Locate each line in the rows below that contains the word "solar", and copy those lines out.

:: RECORDS FOR THE EXERCISE

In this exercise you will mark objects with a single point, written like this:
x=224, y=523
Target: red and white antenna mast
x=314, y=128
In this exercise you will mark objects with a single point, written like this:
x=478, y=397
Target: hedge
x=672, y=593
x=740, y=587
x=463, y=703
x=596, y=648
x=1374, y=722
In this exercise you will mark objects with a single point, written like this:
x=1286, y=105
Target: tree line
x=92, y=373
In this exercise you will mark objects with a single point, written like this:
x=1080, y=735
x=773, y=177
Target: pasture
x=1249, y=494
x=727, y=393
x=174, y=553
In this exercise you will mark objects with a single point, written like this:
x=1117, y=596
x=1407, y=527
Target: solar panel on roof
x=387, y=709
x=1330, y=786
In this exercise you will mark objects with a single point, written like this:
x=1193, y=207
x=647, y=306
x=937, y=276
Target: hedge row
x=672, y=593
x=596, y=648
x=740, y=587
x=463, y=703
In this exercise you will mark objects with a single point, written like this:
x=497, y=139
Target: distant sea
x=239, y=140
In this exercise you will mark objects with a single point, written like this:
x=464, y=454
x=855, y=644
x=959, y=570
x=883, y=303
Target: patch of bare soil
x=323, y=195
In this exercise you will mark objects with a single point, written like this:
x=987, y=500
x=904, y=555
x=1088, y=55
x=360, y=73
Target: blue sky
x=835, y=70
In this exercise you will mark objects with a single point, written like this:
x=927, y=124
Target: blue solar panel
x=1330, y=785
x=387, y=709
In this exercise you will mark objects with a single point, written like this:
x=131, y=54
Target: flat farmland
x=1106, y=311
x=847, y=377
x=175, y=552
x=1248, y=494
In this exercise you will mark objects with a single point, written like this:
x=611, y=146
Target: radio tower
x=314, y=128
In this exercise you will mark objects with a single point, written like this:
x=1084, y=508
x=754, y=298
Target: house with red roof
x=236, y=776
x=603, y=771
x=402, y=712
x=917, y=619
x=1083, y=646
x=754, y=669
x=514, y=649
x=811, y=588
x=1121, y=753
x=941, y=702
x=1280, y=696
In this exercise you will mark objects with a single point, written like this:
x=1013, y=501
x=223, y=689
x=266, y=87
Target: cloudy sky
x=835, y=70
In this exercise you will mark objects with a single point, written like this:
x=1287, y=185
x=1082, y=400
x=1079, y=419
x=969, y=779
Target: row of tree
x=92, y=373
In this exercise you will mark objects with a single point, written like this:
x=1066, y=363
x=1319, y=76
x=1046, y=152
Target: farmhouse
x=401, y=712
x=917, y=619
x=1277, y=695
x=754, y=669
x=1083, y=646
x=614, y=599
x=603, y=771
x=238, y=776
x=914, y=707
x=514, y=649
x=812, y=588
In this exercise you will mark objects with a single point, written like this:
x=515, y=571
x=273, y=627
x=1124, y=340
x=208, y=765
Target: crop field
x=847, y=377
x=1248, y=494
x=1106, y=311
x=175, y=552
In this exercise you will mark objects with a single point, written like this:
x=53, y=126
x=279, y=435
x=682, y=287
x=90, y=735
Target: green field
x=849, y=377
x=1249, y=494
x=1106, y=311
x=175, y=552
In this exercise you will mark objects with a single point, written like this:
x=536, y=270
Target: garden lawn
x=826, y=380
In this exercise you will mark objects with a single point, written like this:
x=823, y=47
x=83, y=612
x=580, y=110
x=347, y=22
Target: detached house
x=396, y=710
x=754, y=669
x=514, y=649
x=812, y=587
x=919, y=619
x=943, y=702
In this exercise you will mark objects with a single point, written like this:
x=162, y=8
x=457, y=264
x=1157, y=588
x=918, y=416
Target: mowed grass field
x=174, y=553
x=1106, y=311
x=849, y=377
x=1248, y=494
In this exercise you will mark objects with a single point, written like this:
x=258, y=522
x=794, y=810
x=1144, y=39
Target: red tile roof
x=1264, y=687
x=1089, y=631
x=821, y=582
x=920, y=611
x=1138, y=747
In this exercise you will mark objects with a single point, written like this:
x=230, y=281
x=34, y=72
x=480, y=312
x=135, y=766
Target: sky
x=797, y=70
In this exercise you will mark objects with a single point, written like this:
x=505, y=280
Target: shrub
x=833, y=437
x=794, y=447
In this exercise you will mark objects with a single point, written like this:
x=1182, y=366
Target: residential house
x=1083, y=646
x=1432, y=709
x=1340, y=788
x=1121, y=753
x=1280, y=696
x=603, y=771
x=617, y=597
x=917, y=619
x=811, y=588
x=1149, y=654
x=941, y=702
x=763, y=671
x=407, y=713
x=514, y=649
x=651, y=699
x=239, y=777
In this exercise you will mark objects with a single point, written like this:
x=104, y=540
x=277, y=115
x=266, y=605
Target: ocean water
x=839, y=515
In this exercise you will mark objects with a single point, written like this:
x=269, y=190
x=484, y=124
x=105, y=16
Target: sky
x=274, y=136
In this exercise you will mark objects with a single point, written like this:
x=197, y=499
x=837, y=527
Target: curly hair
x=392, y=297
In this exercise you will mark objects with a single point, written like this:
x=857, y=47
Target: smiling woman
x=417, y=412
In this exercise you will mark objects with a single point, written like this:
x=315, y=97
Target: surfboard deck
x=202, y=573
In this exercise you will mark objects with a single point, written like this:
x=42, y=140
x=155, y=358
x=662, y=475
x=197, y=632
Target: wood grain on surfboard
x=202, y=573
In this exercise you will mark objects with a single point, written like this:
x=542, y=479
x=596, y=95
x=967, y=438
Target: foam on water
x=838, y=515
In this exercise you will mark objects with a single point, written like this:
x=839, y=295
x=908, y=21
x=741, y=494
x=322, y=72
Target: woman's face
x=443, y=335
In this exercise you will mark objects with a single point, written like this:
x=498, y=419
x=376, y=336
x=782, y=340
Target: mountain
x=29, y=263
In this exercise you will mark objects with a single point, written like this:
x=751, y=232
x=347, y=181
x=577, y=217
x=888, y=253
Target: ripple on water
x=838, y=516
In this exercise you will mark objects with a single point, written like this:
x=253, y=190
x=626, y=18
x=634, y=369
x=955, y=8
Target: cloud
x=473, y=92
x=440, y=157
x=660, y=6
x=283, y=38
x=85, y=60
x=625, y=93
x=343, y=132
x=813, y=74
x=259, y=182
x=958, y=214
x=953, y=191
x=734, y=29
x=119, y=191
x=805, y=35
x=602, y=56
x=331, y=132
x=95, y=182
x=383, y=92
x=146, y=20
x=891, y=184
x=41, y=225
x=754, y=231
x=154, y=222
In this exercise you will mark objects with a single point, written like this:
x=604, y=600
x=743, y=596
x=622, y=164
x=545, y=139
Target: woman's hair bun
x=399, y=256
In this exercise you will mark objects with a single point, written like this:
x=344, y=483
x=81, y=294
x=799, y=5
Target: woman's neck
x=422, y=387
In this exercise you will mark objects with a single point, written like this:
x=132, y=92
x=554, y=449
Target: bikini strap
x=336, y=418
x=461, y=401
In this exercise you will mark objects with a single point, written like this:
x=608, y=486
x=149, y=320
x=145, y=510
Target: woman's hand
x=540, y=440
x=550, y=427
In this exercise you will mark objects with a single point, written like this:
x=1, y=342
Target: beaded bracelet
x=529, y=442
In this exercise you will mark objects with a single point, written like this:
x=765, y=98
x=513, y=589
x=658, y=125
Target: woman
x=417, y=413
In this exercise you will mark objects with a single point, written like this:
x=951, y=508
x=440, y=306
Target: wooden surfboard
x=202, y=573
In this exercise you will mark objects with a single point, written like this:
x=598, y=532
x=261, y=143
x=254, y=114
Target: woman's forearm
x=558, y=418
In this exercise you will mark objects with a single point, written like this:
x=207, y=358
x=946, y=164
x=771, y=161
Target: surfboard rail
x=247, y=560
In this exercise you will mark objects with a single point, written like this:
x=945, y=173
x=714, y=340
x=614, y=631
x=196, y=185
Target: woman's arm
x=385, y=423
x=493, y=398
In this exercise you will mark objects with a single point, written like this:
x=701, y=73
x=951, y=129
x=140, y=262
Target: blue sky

::::

EXERCISE OUTPUT:
Target: solar panel on roof
Target: blue solar panel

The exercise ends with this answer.